STATED PROBLEM 1:
From the observability guide, give back everything from "- •If PR measures" down to "sensitive data included.".
STATED PROBLEM 2:
In the observability guide, what should a reviewer check when a PR measures latency?
STATED PROBLEM 3:
Pick up the observability guide where it stops and write the next part.

Review Heuristic: Metrics Changes
- •If PR adds metrics, verify semantic convention compliance.
- •If PR measures latency, verify histogram is used (not gauge/average).
- •If PR adds counters, verify appropriate labels without high cardinality.
- •If PR uses vendor SDK, verify OpenTelemetry abstraction considered.
Review Heuristic: Tracing Changes
- •If PR crosses service boundaries, verify context propagation.
- •If PR adds manual spans, verify naming follows conventions.
- •If PR changes sampling, verify production volume considered.
- •If PR adds span attributes, verify no sensitive data included.
Anti-Patterns to Reject
| Anti-Pattern | Why It's Problematic |
|---|---|
$"User {id}" | String interpolation loses structure |
Console.WriteLine | No structure, level, or enrichment |
| Vendor-specific SDK only | Creates lock-in, reduces portability |
| Logging PII directly | Compliance and security risk |
| Debug level in production | Volume costs and noise |
| Custom metric names | Breaks dashboard/alert portability |
| Missing correlation IDs | Distributed debugging impossible |
Load: advanced
Observability in Kubernetes
Container-friendly logging:
// JSON output for container log aggregation
builder.Host.UseSerilog((context, config) =>
{
config
.WriteTo.Console(new JsonFormatter())
.Enrich.WithProperty("ServiceName", "my-api");
});
Resource attributes for K8s:
.ConfigureResource(resource =>
{
resource
.AddService("my-api")
.AddAttributes(new Dictionary<string, object>
{
["k8s.namespace.name"] = Environment.GetEnvironmentVariable("K8S_NAMESPACE"),
["k8s.pod.name"] = Environment.GetEnvironmentVariable("K8S_POD_NAME")
});
});
Exporter Configuration
OTLP (recommended for portability):
.AddOtlpExporter(options =>
{
options.Endpoint = new Uri("http://otel-collector:4317");
options.Protocol = OtlpExportProtocol.Grpc;
});
Direct vendor export (when needed):
// Jaeger, Zipkin, or vendor-specific exporters // Only use when OTLP collector is not available .AddJaegerExporter()

SUPPLIED DATA:
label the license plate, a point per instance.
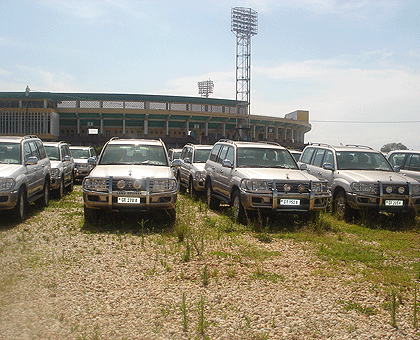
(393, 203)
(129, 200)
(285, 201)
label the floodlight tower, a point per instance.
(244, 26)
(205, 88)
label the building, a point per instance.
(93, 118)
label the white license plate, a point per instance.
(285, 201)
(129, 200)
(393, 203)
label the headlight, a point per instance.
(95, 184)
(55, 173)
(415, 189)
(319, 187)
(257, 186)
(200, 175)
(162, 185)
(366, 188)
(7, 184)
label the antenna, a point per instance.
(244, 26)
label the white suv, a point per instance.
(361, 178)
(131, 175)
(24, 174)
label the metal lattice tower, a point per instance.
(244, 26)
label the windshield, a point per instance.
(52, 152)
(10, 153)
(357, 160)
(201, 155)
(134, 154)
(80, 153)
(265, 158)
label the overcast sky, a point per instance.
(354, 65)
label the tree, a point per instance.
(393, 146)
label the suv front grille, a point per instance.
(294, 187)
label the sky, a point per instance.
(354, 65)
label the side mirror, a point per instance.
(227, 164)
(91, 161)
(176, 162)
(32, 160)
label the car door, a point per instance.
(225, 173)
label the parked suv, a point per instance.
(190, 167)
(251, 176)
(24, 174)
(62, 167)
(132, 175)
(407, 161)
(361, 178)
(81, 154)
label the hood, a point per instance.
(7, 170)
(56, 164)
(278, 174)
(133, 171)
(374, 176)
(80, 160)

* * *

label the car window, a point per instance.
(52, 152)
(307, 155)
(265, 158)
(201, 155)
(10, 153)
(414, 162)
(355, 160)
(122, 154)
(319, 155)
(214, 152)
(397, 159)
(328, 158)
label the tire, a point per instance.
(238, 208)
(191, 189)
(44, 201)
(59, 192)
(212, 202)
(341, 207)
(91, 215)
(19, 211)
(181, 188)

* * *

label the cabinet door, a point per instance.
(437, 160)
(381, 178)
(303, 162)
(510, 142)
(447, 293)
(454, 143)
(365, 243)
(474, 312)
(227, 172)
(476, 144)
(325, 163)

WRITTEN ANSWER 1:
- •If PR measures latency, verify histogram is used (not gauge/average).
- •If PR adds counters, verify appropriate labels without high cardinality.
- •If PR uses vendor SDK, verify OpenTelemetry abstraction considered.
Review Heuristic: Tracing Changes
- •If PR crosses service boundaries, verify context propagation.
- •If PR adds manual spans, verify naming follows conventions.
- •If PR changes sampling, verify production volume considered.
- •If PR adds span attributes, verify no sensitive data included.

WRITTEN ANSWER 2:
That a histogram is used, not a gauge or an average.

WRITTEN ANSWER 3:
Cost and Performance Considerations
| Concern | Mitigation |
|---|---|
| Log volume | Appropriate log levels, sampling |
| Metric cardinality | Limit label values, avoid high-cardinality |
| Trace storage | Sampling strategies, retention policies |
| Network overhead | Batching, compression, local collectors |
Incremental Adoption Path
- •
Phase 1: Structured Logging
- •Convert string interpolation to message templates
- •Add correlation ID middleware
- •Configure JSON output for aggregation
- •
Phase 2: Metrics
- •Add OpenTelemetry metrics SDK
- •Implement RED metrics for HTTP endpoints
- •Configure OTLP exporter
- •
Phase 3: Tracing
- •Add OpenTelemetry tracing SDK
- •Enable automatic instrumentation
- •Configure sampling for production
- •
Phase 4: Refinement
- •Add custom spans for business operations
- •Tune sampling strategies
- •Establish alerting on key signals
Minimal Validation Checklist
Use this checklist to verify observability is correctly configured:
Structured Logging Validation
- • Log entry contains structured fields (not just message string)
- • Correlation ID present in all request-scoped logs
- • Log level appropriate for message type
- • No PII or sensitive data in logs
Sample log entry to verify:
{
"timestamp": "2024-01-15T10:30:45.123Z",
"level": "Information",
"message": "User logged in successfully",
"properties": {
"UserId": "usr_12345",
"IpAddress": "192.168.1.100",
"CorrelationId": "abc-123-def-456",
"ServiceName": "auth-api"
}
}
Validation command:
# Check log output format curl -s http://localhost:5000/api/health | jq . # Then check application logs for structured output # Verify correlation ID propagation curl -H "X-Correlation-ID: test-123" http://localhost:5000/api/users/1 # Check logs contain "CorrelationId": "test-123"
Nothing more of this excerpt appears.